▶ [Short task 1]
Locate every line of the records that contains the string "ceramic" and copy each such line. Case counts.

--- start Excerpt provided ---

Story of phasm 05

RETURN OF THE SNOWS

Completing the project in June I returned to Cardiff but was unable to capitalise on the report, which had yet to be published, and given the difficulties in Selby I was similarly unable to get a reference from STC. To make matters worse Enviros were the darlings of WRAP and their monopoly on the research work and the influence they consequently had on the industry made it impossible for me to secure further contracts. By protecting my work I had similarly prevented myself from getting more. It might have been summer in Cardiff but for Phasm it was turning into winter.

I used the time constructively, building the web site by creating pages and guides for would be composters. I also begun to work on and design a new educational project, the Phasm Science Garden. With the advent of the national curriculum teachers were now required to teach children about the natural world and for many teachers this was as new to them as it was to the children. Even teaches with some background in the natural sciences would struggle without the right resources.

The Phasm Science Garden was designed to address this by providing a purpose built resource backed up by comprehensive documentation and teaching resources. As well as being a physical tool the concept would have a complete computer package and on-line content that would make it the most complete and comprehensive tool available. However I needed funding and despite there being a plethora of agencies in south Wales which claim to offer National or European sponsored assistance, often backed up by expensive poster and TV ads, as a white heterosexual able bodied male with no dependents in my mid 30’s I failed to qualify for assistance from any. So the idea slowly became shelved. Again I took the precaution of registering the design with the Design and Patents Office so that the idea was at least protected until such time as funds to develop it become available.

It was similarly dawning on me that without funds it was pointless pursuing ideas that needed an initial cash injection. For no idea, no matter how good, can generate investment cash from thin air so I needed to either concentrate on raising/saving cash or pursue ideas that didn’t need a cash injection.

--- end Excerpt provided ---
--- start Exercise material ---

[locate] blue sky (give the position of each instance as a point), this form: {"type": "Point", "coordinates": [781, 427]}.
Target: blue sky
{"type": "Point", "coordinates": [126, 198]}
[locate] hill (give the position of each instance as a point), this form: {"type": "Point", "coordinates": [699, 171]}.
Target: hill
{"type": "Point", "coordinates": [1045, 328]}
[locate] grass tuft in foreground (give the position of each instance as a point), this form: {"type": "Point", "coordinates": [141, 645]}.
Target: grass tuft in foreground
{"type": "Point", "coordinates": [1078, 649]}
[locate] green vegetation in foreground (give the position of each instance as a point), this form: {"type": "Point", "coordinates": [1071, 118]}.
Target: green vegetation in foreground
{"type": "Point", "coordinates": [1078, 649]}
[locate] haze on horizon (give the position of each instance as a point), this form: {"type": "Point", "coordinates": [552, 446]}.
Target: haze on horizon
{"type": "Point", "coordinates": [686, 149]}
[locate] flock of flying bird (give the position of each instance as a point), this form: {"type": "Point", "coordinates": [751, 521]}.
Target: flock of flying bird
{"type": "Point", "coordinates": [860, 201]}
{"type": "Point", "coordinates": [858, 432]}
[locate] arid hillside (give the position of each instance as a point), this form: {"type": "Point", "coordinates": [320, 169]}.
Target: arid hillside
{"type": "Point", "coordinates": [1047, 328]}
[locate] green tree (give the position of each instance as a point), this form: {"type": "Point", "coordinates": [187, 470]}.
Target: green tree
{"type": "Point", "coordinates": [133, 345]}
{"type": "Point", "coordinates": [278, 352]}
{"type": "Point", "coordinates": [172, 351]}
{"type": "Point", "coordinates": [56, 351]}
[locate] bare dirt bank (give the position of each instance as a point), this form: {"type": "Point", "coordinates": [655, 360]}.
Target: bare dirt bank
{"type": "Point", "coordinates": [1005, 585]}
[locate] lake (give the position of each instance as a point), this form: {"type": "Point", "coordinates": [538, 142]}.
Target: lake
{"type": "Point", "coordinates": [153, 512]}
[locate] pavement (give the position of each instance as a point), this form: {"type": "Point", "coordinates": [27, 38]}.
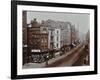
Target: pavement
{"type": "Point", "coordinates": [51, 61]}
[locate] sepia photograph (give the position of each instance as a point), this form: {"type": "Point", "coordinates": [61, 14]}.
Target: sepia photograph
{"type": "Point", "coordinates": [55, 39]}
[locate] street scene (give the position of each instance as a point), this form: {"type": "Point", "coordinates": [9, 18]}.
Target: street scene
{"type": "Point", "coordinates": [55, 39]}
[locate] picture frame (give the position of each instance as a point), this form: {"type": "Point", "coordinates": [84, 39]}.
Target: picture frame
{"type": "Point", "coordinates": [17, 60]}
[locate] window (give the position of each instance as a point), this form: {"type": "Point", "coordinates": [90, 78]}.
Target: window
{"type": "Point", "coordinates": [57, 31]}
{"type": "Point", "coordinates": [57, 45]}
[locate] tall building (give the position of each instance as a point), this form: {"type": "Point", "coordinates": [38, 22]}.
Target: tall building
{"type": "Point", "coordinates": [24, 28]}
{"type": "Point", "coordinates": [37, 38]}
{"type": "Point", "coordinates": [44, 37]}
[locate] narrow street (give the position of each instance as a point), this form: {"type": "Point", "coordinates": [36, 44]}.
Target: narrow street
{"type": "Point", "coordinates": [68, 60]}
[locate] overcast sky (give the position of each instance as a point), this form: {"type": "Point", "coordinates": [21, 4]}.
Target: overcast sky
{"type": "Point", "coordinates": [81, 21]}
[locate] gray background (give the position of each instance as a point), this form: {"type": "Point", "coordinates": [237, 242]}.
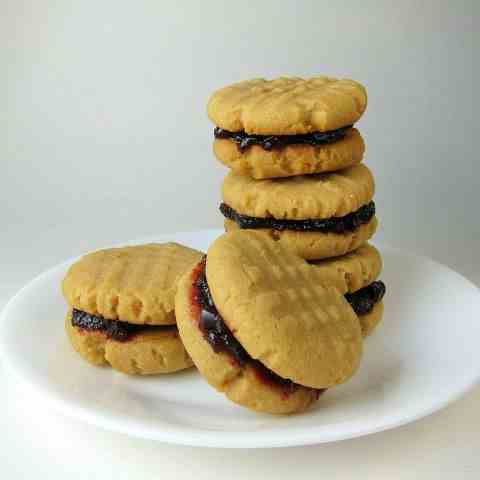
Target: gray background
{"type": "Point", "coordinates": [104, 138]}
{"type": "Point", "coordinates": [103, 110]}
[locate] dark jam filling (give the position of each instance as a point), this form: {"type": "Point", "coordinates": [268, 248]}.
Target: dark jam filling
{"type": "Point", "coordinates": [269, 142]}
{"type": "Point", "coordinates": [348, 223]}
{"type": "Point", "coordinates": [221, 339]}
{"type": "Point", "coordinates": [113, 329]}
{"type": "Point", "coordinates": [362, 301]}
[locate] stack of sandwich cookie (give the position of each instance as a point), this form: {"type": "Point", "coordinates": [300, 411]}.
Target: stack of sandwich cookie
{"type": "Point", "coordinates": [297, 176]}
{"type": "Point", "coordinates": [295, 160]}
{"type": "Point", "coordinates": [121, 307]}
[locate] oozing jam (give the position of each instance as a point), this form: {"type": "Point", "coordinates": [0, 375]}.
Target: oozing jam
{"type": "Point", "coordinates": [363, 300]}
{"type": "Point", "coordinates": [113, 329]}
{"type": "Point", "coordinates": [269, 142]}
{"type": "Point", "coordinates": [348, 223]}
{"type": "Point", "coordinates": [221, 339]}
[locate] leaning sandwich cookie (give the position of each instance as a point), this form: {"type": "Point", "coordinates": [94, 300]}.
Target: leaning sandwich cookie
{"type": "Point", "coordinates": [288, 126]}
{"type": "Point", "coordinates": [265, 327]}
{"type": "Point", "coordinates": [316, 216]}
{"type": "Point", "coordinates": [121, 307]}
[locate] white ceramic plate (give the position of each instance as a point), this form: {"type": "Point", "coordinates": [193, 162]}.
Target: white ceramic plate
{"type": "Point", "coordinates": [424, 355]}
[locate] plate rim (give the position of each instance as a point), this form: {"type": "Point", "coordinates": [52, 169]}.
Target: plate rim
{"type": "Point", "coordinates": [181, 435]}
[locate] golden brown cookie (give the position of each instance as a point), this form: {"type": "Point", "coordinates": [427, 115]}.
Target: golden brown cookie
{"type": "Point", "coordinates": [282, 313]}
{"type": "Point", "coordinates": [241, 384]}
{"type": "Point", "coordinates": [304, 197]}
{"type": "Point", "coordinates": [287, 106]}
{"type": "Point", "coordinates": [154, 350]}
{"type": "Point", "coordinates": [318, 245]}
{"type": "Point", "coordinates": [291, 160]}
{"type": "Point", "coordinates": [134, 284]}
{"type": "Point", "coordinates": [316, 216]}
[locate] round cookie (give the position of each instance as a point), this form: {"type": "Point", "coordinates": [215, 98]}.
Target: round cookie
{"type": "Point", "coordinates": [291, 160]}
{"type": "Point", "coordinates": [288, 106]}
{"type": "Point", "coordinates": [284, 312]}
{"type": "Point", "coordinates": [304, 197]}
{"type": "Point", "coordinates": [134, 284]}
{"type": "Point", "coordinates": [318, 245]}
{"type": "Point", "coordinates": [327, 196]}
{"type": "Point", "coordinates": [153, 351]}
{"type": "Point", "coordinates": [239, 383]}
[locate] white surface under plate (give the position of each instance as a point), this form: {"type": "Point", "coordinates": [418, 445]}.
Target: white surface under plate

--- end Exercise material ---

▶ [Short task 2]
Reproduce the passage of the Phasm story from "The Phasm Science Garden was" up to and including "it become available.", switching "funding" to "financial support".

▶ [Finished answer 1]
[locate] white ceramic plate (give the position of each instance as a point), this form: {"type": "Point", "coordinates": [193, 162]}.
Target: white ceramic plate

▶ [Finished answer 2]
The Phasm Science Garden was designed to address this by providing a purpose built resource backed up by comprehensive documentation and teaching resources. As well as being a physical tool the concept would have a complete computer package and on-line content that would make it the most complete and comprehensive tool available. However I needed financial support and despite there being a plethora of agencies in south Wales which claim to offer National or European sponsored assistance, often backed up by expensive poster and TV ads, as a white heterosexual able bodied male with no dependents in my mid 30’s I failed to qualify for assistance from any. So the idea slowly became shelved. Again I took the precaution of registering the design with the Design and Patents Office so that the idea was at least protected until such time as funds to develop it become available.